Records for processing.
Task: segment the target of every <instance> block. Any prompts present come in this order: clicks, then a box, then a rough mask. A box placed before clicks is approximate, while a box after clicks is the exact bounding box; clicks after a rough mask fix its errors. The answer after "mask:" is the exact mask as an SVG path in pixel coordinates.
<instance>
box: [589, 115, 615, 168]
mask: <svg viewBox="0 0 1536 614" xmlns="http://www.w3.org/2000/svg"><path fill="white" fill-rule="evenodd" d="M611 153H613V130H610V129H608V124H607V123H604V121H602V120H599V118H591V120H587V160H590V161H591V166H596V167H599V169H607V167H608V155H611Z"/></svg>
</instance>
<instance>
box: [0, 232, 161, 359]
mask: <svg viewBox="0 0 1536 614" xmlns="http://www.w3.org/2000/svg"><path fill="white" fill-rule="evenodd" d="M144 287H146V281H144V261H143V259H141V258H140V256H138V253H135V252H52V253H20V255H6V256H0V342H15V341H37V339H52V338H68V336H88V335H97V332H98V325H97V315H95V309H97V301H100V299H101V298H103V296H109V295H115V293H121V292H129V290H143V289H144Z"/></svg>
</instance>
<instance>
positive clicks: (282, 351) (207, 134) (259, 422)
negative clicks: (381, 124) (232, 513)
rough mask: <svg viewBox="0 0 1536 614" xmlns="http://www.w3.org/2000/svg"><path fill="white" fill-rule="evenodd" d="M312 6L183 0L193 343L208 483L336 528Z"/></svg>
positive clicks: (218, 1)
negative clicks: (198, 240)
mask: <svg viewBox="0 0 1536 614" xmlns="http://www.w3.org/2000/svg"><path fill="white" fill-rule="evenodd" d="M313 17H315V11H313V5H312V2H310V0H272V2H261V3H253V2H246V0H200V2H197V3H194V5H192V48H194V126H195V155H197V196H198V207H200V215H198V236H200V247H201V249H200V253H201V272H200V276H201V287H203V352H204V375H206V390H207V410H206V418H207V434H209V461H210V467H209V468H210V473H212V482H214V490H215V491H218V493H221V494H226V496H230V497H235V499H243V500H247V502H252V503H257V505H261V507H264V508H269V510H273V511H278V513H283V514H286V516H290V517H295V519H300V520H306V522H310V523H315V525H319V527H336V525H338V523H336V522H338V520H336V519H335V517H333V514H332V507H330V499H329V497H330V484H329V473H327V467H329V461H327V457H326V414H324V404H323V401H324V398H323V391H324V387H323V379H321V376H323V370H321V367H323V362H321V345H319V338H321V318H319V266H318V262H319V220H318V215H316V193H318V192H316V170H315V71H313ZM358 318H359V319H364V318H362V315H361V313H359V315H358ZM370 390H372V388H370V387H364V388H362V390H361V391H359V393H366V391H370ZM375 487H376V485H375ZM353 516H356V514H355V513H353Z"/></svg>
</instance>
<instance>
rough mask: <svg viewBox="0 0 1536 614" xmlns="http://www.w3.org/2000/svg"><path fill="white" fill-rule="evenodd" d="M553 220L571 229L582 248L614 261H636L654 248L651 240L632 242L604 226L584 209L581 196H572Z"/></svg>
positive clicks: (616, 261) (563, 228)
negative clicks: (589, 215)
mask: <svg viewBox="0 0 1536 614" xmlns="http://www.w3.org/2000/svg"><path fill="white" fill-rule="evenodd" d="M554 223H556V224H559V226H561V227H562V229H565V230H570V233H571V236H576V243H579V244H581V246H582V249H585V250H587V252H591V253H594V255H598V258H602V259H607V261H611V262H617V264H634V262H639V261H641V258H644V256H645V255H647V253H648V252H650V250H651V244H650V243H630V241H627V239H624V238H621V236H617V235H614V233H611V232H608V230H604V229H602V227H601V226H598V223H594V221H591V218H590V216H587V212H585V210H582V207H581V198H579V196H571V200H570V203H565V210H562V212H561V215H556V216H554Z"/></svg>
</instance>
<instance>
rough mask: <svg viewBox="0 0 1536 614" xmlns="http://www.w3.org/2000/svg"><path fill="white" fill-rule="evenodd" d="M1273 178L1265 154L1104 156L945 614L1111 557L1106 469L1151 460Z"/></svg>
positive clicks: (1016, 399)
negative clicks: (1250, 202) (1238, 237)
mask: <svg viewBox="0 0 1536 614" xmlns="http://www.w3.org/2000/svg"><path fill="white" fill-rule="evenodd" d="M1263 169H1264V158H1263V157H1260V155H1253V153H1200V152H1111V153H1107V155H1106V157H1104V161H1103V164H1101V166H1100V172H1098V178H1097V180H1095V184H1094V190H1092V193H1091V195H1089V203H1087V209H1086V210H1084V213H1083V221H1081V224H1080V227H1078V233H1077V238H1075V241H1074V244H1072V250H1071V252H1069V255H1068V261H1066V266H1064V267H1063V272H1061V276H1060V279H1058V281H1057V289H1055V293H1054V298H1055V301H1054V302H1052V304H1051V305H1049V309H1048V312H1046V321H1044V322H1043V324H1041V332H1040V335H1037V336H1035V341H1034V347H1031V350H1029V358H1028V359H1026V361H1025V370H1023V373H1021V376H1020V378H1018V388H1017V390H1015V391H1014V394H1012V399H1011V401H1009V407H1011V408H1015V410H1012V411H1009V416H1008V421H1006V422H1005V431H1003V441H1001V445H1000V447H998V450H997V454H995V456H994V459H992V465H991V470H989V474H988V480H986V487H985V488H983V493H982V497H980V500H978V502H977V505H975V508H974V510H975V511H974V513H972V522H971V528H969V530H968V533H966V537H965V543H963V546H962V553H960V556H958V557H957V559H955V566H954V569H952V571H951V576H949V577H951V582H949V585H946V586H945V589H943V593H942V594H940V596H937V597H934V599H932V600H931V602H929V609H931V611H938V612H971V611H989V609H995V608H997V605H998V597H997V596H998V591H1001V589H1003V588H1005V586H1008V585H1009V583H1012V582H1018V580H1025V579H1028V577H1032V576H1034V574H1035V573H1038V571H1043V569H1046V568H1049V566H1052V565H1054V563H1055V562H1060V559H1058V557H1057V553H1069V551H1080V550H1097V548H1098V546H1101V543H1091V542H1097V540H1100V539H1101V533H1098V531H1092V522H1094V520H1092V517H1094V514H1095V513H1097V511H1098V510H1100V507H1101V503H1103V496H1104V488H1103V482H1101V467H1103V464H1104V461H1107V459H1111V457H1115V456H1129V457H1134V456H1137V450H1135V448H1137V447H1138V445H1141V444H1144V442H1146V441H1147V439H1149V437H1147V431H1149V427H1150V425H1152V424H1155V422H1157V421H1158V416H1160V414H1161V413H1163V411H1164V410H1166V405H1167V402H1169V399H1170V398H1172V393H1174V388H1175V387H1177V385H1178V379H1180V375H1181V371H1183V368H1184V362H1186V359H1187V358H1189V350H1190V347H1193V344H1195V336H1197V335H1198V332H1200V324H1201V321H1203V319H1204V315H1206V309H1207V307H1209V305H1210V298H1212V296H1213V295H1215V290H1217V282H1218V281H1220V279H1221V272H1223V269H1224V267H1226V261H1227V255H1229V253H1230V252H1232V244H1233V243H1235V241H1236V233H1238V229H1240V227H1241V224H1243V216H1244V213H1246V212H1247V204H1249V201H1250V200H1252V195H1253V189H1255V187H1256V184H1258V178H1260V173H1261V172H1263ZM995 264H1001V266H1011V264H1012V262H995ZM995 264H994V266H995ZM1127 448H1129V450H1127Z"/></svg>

Exercise objective.
Reproduce all of the items above word for word.

Response below.
Task: segment the target of every <instance> block. Any prompts present come in this order: clicks, then a box, then a rough mask. A box placed before clicks is approximate, while a box after clicks is the exact bounding box; clicks after a rough mask fix its errors. The answer after "mask:" is the exact mask as an SVG path in pixel coordinates.
<instance>
box: [589, 115, 615, 168]
mask: <svg viewBox="0 0 1536 614" xmlns="http://www.w3.org/2000/svg"><path fill="white" fill-rule="evenodd" d="M611 153H613V130H610V129H608V124H607V123H604V121H602V120H599V118H591V120H587V160H590V161H591V166H596V167H599V169H607V167H608V155H611Z"/></svg>
</instance>
<instance>
box: [0, 232, 161, 359]
mask: <svg viewBox="0 0 1536 614" xmlns="http://www.w3.org/2000/svg"><path fill="white" fill-rule="evenodd" d="M144 287H146V281H144V261H143V259H141V258H140V256H138V253H135V252H52V253H20V255H6V256H0V342H15V341H37V339H52V338H68V336H88V335H97V332H98V325H97V315H95V309H97V301H100V299H101V298H103V296H109V295H115V293H121V292H129V290H143V289H144Z"/></svg>
</instance>
<instance>
positive clicks: (282, 351) (207, 134) (259, 422)
negative clicks: (381, 124) (232, 513)
rough mask: <svg viewBox="0 0 1536 614" xmlns="http://www.w3.org/2000/svg"><path fill="white" fill-rule="evenodd" d="M312 6L183 0L193 343L208 483L336 528Z"/></svg>
positive clicks: (218, 1)
negative clicks: (198, 240)
mask: <svg viewBox="0 0 1536 614" xmlns="http://www.w3.org/2000/svg"><path fill="white" fill-rule="evenodd" d="M313 17H315V11H313V5H312V2H310V0H272V2H261V3H253V2H246V0H200V2H197V3H194V5H192V48H194V126H195V155H197V196H198V207H200V215H198V236H200V247H201V249H200V253H201V272H200V276H201V287H203V352H204V375H206V390H207V410H206V418H207V434H209V461H210V467H209V468H210V473H212V482H214V490H215V491H218V493H221V494H226V496H230V497H235V499H243V500H247V502H252V503H257V505H261V507H264V508H269V510H273V511H278V513H283V514H286V516H290V517H295V519H300V520H306V522H310V523H315V525H319V527H336V525H338V523H336V522H338V520H336V519H335V517H333V514H332V507H330V499H329V497H330V484H329V473H327V467H329V461H327V457H326V414H324V404H323V401H324V398H323V391H324V387H323V379H321V376H323V370H321V367H323V362H321V345H319V338H321V318H319V266H318V262H319V220H318V215H316V193H318V192H316V170H315V71H313ZM358 318H359V319H364V318H362V315H361V313H359V315H358ZM370 390H372V388H370V387H364V388H362V390H361V391H359V393H366V391H370ZM375 487H376V485H375ZM353 516H356V514H355V513H353Z"/></svg>
</instance>
<instance>
rough mask: <svg viewBox="0 0 1536 614" xmlns="http://www.w3.org/2000/svg"><path fill="white" fill-rule="evenodd" d="M553 220L571 229L582 248L614 261H636L654 248L651 240L632 242L604 226L584 209L581 196H572Z"/></svg>
positive clicks: (616, 261) (563, 228)
negative clicks: (589, 215)
mask: <svg viewBox="0 0 1536 614" xmlns="http://www.w3.org/2000/svg"><path fill="white" fill-rule="evenodd" d="M554 223H556V224H559V226H561V227H562V229H565V230H570V233H571V236H576V243H579V244H581V246H582V249H585V250H587V252H591V253H594V255H598V258H602V259H607V261H611V262H617V264H634V262H639V261H641V258H644V256H645V255H647V253H648V252H650V250H651V244H650V243H630V241H627V239H624V238H621V236H617V235H614V233H611V232H608V230H604V229H602V227H601V226H598V223H594V221H591V218H590V216H587V212H585V210H582V207H581V198H579V196H571V200H570V203H565V210H562V212H561V215H556V216H554Z"/></svg>
</instance>
<instance>
rough mask: <svg viewBox="0 0 1536 614" xmlns="http://www.w3.org/2000/svg"><path fill="white" fill-rule="evenodd" d="M1273 178L1265 154L1104 156L945 614L1111 557L1106 469L1151 460Z"/></svg>
positive clicks: (1016, 399)
negative clicks: (1250, 202) (1238, 237)
mask: <svg viewBox="0 0 1536 614" xmlns="http://www.w3.org/2000/svg"><path fill="white" fill-rule="evenodd" d="M1263 169H1264V158H1263V157H1260V155H1253V153H1200V152H1111V153H1107V155H1106V157H1104V161H1103V164H1101V166H1100V172H1098V178H1097V180H1095V184H1094V190H1092V193H1091V195H1089V203H1087V209H1086V210H1084V213H1083V221H1081V224H1080V227H1078V233H1077V238H1075V241H1074V244H1072V250H1071V252H1069V255H1068V261H1066V266H1064V267H1063V272H1061V276H1060V279H1058V281H1057V289H1055V293H1054V298H1055V301H1054V302H1052V304H1051V305H1049V309H1048V312H1046V321H1044V322H1043V324H1041V332H1040V335H1037V336H1035V341H1034V347H1031V350H1029V358H1028V359H1026V361H1025V370H1023V373H1021V376H1020V378H1018V388H1017V390H1015V391H1014V394H1012V399H1011V401H1009V407H1011V408H1015V410H1012V411H1009V416H1008V421H1006V422H1005V431H1003V441H1001V445H1000V447H998V450H997V454H995V456H994V459H992V465H991V470H989V474H988V480H986V487H985V488H983V493H982V497H980V500H978V502H977V505H975V508H974V510H975V511H974V513H972V522H971V528H969V530H968V533H966V537H965V543H963V546H962V553H960V556H958V557H957V559H955V566H954V569H952V571H951V576H949V577H951V582H949V585H946V586H945V589H943V593H942V594H940V596H937V597H934V599H932V600H931V602H929V609H931V611H938V612H971V611H989V609H995V608H997V605H998V597H997V596H998V591H1001V589H1003V588H1005V586H1008V585H1009V583H1012V582H1018V580H1025V579H1028V577H1032V576H1034V574H1035V573H1038V571H1043V569H1046V568H1049V566H1052V565H1054V563H1055V562H1060V559H1058V557H1057V553H1069V551H1080V550H1097V548H1098V546H1101V543H1091V542H1097V540H1100V539H1101V533H1098V531H1092V522H1094V520H1092V517H1094V514H1095V513H1097V511H1098V510H1100V507H1101V503H1103V496H1104V488H1103V482H1101V467H1103V464H1104V461H1107V459H1111V457H1115V456H1129V457H1134V456H1137V450H1135V448H1137V447H1138V445H1141V444H1144V442H1146V441H1147V439H1149V437H1147V431H1149V427H1150V425H1152V424H1155V422H1157V421H1158V416H1160V414H1161V413H1163V411H1164V410H1166V405H1167V402H1169V399H1170V398H1172V393H1174V388H1175V387H1177V385H1178V379H1180V375H1181V371H1183V368H1184V362H1186V359H1187V358H1189V350H1190V347H1193V344H1195V336H1197V335H1198V332H1200V324H1201V321H1203V319H1204V315H1206V309H1207V307H1209V305H1210V298H1212V296H1213V295H1215V290H1217V282H1218V281H1220V279H1221V272H1223V269H1224V267H1226V261H1227V255H1229V253H1230V252H1232V244H1233V243H1235V241H1236V233H1238V229H1240V227H1241V224H1243V216H1244V213H1246V212H1247V204H1249V201H1250V200H1252V195H1253V189H1255V187H1256V184H1258V178H1260V173H1261V172H1263ZM995 264H1001V266H1011V264H1012V262H995ZM995 264H994V266H995ZM1127 448H1129V450H1127Z"/></svg>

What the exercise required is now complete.